-- Opening Marker --
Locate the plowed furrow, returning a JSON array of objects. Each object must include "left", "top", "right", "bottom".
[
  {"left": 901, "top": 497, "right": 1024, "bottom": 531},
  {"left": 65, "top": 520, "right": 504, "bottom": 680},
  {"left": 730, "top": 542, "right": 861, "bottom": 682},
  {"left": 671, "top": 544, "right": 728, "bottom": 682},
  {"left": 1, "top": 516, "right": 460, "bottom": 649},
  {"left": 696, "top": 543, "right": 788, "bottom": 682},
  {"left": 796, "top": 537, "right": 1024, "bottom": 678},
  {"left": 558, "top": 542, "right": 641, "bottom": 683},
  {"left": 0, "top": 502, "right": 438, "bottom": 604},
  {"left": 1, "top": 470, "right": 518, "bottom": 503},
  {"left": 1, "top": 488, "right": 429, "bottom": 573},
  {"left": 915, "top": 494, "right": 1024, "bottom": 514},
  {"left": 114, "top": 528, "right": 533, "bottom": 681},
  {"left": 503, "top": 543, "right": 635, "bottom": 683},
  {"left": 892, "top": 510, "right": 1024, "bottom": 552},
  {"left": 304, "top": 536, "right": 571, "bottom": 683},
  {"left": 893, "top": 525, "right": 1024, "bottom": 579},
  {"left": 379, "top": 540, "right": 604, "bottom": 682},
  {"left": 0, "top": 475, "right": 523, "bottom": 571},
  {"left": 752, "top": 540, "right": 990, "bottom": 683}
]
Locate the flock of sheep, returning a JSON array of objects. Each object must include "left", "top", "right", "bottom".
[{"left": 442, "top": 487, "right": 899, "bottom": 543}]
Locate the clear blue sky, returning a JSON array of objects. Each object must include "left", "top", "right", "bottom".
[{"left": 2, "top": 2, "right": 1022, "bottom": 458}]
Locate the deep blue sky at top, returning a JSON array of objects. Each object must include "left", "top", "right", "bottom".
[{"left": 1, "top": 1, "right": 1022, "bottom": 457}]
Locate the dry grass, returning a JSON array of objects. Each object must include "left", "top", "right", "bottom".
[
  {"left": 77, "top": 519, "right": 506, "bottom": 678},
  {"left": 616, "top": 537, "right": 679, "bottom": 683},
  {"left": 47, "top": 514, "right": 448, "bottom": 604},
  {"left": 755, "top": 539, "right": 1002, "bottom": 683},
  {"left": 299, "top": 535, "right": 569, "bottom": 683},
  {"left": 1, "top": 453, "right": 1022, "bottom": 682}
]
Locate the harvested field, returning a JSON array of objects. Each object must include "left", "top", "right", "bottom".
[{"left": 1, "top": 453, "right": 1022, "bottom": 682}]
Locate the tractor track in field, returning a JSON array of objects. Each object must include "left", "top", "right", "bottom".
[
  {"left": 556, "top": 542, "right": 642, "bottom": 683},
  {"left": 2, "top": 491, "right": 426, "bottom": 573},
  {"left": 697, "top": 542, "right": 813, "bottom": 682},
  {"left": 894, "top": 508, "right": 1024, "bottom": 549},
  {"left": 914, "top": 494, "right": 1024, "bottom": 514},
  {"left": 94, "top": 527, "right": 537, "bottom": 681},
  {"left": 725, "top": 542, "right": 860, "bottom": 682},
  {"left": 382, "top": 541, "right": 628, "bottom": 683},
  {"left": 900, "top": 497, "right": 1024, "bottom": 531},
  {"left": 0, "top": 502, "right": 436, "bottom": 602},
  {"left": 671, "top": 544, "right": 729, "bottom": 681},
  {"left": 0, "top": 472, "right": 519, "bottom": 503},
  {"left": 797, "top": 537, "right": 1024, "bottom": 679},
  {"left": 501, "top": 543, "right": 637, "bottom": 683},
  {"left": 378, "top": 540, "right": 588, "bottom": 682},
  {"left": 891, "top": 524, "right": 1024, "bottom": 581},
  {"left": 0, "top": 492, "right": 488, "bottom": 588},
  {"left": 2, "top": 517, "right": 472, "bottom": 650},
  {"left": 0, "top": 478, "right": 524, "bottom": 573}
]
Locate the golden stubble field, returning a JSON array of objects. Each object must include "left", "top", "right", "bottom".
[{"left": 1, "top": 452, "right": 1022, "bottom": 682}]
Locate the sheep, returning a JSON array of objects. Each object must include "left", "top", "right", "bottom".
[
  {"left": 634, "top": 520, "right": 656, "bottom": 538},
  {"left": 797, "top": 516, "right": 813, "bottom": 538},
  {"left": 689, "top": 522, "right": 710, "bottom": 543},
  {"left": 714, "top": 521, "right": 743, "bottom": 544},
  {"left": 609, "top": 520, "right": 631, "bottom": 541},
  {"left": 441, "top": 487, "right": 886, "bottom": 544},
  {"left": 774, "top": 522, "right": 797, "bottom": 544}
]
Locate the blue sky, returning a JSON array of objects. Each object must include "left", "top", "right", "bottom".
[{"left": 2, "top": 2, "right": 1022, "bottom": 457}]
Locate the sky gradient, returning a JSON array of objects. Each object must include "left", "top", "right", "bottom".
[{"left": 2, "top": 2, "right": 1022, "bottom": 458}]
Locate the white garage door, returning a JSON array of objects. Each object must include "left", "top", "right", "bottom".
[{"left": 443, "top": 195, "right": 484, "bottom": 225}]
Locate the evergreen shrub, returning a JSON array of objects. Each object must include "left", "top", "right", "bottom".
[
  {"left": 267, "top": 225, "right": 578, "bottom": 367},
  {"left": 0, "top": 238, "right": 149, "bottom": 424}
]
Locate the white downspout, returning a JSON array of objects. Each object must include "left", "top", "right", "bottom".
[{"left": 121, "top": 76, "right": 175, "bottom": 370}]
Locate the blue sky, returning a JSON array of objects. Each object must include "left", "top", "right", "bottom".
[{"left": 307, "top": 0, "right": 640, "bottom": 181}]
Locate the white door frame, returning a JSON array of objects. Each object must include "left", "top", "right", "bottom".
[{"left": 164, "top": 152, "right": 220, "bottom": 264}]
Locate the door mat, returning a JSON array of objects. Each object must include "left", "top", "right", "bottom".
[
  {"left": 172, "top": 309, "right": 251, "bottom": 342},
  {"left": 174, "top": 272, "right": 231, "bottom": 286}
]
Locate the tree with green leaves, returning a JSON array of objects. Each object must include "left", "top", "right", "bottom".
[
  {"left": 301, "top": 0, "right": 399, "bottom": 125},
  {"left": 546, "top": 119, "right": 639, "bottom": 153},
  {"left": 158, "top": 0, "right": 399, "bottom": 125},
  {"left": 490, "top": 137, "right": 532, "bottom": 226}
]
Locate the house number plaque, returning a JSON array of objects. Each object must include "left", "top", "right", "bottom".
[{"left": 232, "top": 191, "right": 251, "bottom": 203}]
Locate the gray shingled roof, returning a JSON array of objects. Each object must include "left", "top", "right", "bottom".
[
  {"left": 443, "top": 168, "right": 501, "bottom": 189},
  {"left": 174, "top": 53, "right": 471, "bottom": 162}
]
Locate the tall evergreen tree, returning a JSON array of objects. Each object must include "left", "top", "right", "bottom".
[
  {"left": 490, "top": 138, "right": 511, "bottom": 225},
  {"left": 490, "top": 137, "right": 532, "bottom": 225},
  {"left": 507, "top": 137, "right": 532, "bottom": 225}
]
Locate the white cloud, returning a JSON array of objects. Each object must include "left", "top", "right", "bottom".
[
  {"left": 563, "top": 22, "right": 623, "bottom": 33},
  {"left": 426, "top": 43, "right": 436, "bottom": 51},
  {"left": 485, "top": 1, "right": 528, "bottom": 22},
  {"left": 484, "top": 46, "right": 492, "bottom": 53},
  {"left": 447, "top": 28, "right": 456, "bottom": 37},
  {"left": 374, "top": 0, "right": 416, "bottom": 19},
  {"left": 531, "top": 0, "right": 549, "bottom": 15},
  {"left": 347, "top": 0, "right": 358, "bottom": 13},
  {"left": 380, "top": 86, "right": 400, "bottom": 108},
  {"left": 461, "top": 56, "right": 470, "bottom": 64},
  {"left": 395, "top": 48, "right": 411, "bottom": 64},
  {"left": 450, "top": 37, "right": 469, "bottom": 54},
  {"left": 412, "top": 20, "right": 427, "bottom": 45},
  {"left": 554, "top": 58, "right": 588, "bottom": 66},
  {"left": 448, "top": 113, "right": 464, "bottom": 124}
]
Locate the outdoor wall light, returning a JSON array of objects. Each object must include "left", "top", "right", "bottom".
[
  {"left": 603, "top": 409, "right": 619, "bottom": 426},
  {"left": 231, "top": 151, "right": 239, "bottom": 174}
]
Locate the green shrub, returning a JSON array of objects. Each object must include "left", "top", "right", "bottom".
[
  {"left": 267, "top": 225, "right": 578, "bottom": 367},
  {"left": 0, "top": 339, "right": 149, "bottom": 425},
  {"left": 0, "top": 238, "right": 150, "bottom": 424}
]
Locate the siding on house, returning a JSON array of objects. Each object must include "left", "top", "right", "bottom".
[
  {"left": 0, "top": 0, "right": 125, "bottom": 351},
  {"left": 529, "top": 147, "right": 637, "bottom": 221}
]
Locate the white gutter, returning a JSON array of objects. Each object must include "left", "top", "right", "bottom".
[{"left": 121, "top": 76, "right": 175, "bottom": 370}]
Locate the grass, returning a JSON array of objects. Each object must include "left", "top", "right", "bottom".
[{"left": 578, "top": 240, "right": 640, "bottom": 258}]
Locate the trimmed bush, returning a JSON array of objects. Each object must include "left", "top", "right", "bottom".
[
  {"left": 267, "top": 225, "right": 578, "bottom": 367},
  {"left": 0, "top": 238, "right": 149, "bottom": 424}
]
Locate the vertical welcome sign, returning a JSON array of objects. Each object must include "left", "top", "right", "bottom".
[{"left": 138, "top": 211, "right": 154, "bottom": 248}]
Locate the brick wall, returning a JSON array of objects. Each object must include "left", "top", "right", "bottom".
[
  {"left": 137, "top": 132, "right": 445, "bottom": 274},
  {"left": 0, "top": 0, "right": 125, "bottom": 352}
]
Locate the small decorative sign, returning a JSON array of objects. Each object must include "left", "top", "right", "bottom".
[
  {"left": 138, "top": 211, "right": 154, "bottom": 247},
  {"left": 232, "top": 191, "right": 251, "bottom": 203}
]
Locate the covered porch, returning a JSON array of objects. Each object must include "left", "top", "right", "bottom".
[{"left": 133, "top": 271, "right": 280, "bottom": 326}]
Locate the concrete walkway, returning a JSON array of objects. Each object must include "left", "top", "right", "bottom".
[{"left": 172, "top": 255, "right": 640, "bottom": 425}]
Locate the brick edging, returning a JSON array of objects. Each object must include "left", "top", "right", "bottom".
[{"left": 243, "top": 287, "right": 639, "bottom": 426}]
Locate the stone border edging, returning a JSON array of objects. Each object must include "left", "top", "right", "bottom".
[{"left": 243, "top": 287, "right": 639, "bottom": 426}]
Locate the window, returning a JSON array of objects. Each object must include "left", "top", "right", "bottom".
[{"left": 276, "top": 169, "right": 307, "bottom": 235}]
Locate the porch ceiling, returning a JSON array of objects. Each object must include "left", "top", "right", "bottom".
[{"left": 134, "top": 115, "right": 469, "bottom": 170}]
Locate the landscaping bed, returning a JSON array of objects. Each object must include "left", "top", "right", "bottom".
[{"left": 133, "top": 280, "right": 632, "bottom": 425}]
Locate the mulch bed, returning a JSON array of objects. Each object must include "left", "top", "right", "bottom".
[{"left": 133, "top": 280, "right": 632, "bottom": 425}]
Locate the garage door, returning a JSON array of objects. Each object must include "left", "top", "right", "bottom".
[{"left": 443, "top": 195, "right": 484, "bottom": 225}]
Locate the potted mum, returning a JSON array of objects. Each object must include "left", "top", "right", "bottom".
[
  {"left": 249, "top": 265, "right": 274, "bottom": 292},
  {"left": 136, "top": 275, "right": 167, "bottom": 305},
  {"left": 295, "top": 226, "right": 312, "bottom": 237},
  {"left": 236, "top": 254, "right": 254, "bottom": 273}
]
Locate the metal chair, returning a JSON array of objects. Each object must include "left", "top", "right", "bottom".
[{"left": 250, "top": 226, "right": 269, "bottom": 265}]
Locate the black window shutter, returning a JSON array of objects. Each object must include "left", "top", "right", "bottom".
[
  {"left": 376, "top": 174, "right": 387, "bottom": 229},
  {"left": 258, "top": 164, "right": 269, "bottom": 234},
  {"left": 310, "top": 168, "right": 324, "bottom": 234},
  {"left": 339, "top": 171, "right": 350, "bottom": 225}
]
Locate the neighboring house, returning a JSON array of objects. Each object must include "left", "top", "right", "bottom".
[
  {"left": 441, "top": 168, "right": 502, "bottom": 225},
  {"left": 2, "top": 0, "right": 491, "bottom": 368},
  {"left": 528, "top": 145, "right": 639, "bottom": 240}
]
-- Closing Marker --
Everything from the line holding "Locate the neighboring" through the final line of the material must be given again exactly, and nothing outside that stretch.

Locate the neighboring house, returning a JSON array of objects. Each object must include "left", "top", "right", "bottom".
[
  {"left": 441, "top": 168, "right": 502, "bottom": 225},
  {"left": 2, "top": 0, "right": 491, "bottom": 368},
  {"left": 528, "top": 145, "right": 639, "bottom": 240}
]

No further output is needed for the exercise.